- Text excerpt
-------

X, y = @load_reduced_ames
@load KNNRegressor
pipe = @pipeline MyPipe(X -> coerce(X, :age=>Continuous),
                               hot = OneHotEncoder(),
                               knn = KNNRegressor(K=3),
                               target = UnivariateStandardizer())

Evaluating the pipeline (just as you would any other model):

pipe.knn.K = 2
pipe.hot.drop_last = true
evaluate(pipe, X, y, resampling=Holdout(), measure=rms, verbosity=2)

Constructing a linear (unbranching) pipeline with a static (unlearned) target transformation/inverse transformation:

@load DecisionTreeRegressor
pipe2 = @pipeline MyPipe2(X -> coerce(X, :age=>Continuous),
                               hot = OneHotEncoder(),
                               tree = DecisionTreeRegressor(max_depth=4),
                               target = y -> log.(y),
                               inverse = z -> exp.(z))

Creating a homogeneous ensemble of models

Reference: Homogeneous Ensembles

X, y = @load_iris
tree_model = @load DecisionTreeClassifier
forest_model = EnsembleModel(atom=tree_model, bagging_fraction=0.8, n=300)
forest = machine(forest_model, X, y)
evaluate!(forest, measure=cross_entropy)

Performance curves

Generate a plot of performance, as a function of some hyperparameter (building on the preceding example):

r = range(forest_model, :n, lower=1, upper=1000, scale=:log10)
curve = MLJ.learning_curve!(forest, 
                            range=r,
                            resampling=Holdout(), 
                            measure=cross_entropy,
                            n=4,
                            verbosity=0)
using Plots
plot(curve.parameter_values, curve.measurements, xlab=curve.parameter_name, xscale=curve.parameter_scale)

-------

(Object-pointing dataset rows)
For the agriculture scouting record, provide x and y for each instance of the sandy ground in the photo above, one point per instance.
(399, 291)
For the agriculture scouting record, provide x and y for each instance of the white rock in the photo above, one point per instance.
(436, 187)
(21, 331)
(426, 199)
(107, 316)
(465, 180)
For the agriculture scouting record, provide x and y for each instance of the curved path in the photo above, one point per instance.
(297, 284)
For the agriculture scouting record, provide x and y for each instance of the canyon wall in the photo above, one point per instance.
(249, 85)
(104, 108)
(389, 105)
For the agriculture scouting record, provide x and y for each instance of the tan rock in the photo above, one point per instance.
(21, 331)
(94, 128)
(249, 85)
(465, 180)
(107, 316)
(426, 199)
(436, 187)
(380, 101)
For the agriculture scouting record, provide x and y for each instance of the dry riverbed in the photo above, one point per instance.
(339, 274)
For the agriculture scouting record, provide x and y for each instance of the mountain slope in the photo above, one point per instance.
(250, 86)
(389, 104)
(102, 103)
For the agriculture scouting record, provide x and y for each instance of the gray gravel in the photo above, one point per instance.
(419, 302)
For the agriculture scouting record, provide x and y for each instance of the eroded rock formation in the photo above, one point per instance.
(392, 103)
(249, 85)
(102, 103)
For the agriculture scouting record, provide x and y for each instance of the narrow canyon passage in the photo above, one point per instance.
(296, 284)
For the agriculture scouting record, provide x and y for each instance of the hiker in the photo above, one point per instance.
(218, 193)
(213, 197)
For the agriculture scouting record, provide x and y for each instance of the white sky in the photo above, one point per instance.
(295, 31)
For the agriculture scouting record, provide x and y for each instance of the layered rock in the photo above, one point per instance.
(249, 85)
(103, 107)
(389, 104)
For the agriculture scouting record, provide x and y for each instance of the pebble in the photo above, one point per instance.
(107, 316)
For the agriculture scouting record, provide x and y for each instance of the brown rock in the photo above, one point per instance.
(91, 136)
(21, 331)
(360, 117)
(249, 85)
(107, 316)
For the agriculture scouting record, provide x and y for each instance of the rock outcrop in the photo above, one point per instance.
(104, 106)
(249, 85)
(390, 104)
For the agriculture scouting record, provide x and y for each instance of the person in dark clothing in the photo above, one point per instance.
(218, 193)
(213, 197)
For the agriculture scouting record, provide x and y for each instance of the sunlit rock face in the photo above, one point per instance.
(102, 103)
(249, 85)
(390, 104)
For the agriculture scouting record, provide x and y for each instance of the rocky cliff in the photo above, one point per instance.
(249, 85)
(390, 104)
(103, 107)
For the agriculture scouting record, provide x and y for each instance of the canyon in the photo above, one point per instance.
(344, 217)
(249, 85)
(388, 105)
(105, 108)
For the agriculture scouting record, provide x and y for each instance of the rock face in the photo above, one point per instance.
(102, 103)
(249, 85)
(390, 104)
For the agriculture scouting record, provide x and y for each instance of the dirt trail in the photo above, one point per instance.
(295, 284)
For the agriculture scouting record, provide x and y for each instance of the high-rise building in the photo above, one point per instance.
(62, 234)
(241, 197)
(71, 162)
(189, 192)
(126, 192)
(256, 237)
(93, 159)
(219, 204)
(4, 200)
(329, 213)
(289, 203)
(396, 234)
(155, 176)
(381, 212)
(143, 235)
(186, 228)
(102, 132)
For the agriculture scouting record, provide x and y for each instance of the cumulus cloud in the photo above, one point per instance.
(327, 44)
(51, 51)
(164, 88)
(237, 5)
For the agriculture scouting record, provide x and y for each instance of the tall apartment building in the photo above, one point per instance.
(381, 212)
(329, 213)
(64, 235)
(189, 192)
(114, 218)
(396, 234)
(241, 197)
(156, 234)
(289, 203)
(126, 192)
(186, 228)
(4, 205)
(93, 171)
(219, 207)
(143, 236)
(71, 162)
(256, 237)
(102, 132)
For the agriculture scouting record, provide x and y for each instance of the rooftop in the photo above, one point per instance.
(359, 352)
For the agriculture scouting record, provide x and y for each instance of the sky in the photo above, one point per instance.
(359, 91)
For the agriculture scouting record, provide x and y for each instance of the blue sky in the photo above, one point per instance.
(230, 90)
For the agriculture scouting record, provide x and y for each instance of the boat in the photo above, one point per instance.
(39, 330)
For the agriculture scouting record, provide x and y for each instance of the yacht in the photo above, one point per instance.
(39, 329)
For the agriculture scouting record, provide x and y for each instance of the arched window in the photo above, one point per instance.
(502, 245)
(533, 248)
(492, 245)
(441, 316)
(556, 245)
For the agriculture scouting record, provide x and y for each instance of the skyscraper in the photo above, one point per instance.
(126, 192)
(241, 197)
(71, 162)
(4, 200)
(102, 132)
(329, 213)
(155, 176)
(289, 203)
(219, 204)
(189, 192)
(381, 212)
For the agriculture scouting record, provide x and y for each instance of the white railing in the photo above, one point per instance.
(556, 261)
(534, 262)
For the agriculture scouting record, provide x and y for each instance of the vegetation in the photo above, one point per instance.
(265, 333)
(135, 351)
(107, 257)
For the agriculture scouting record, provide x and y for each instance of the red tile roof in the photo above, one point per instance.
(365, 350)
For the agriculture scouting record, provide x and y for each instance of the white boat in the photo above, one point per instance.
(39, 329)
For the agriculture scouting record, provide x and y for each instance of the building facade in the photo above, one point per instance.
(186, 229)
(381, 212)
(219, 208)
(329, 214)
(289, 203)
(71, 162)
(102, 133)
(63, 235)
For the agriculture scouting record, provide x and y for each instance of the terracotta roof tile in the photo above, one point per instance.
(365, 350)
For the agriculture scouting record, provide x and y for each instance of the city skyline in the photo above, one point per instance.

-------

- Tasks
**1.** Answer these questions about the MLJ excerpt:
(a) What K value is passed to KNNRegressor when the first pipeline is built?
(b) What bagging_fraction does the EnsembleModel use?
(c) What scale is given to the range r for the performance curve?
**2.** Retype the part of the MLJ excerpt between "Performance curves" and "verbosity=0)", inclusive.

- Results in order
**1.**
(a) 3
(b) 0.8
(c) :log10

**2.**
Performance curves

Generate a plot of performance, as a function of some hyperparameter (building on the preceding example):

r = range(forest_model, :n, lower=1, upper=1000, scale=:log10)
curve = MLJ.learning_curve!(forest, 
                            range=r,
                            resampling=Holdout(), 
                            measure=cross_entropy,
                            n=4,
                            verbosity=0)